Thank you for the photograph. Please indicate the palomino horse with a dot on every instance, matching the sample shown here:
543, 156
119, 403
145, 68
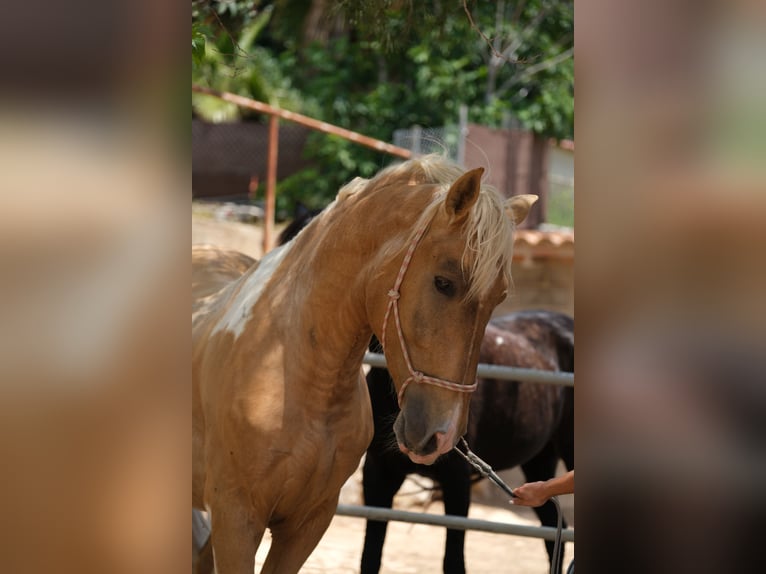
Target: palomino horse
420, 256
511, 423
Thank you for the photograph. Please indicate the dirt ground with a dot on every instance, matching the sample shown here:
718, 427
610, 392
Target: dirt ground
419, 548
410, 548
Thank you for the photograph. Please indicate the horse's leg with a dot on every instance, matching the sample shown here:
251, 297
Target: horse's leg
292, 542
542, 467
202, 549
235, 535
455, 480
380, 483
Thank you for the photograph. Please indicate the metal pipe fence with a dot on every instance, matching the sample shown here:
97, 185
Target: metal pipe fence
455, 522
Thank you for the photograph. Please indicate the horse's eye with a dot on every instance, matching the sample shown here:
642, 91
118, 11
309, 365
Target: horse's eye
444, 286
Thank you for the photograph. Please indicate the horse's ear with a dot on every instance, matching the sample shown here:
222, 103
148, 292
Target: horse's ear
463, 194
518, 206
300, 210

## About this task
Each line from the line holding "Thank you for the photograph. Please indicate the metal" through the end of the material above is to be printed exactly, both ends included, and no other line is to appear.

## Exercise response
Thank you for the photograph. Please indicate the metal pipe fence with a dot on every instance, matching the sample shown here:
97, 185
Target: metal pipe fence
455, 522
Thank you for the photograph. Please indicate the horse's eye with a dot on every instance, matching the sample shown here:
642, 91
118, 11
309, 365
Target: horse's eye
444, 286
Thank you for the photograph. Please indicate the horse's ear with a dot on every instance, matching the sample shown here:
222, 103
148, 292
Target: horse's ear
463, 194
518, 206
300, 210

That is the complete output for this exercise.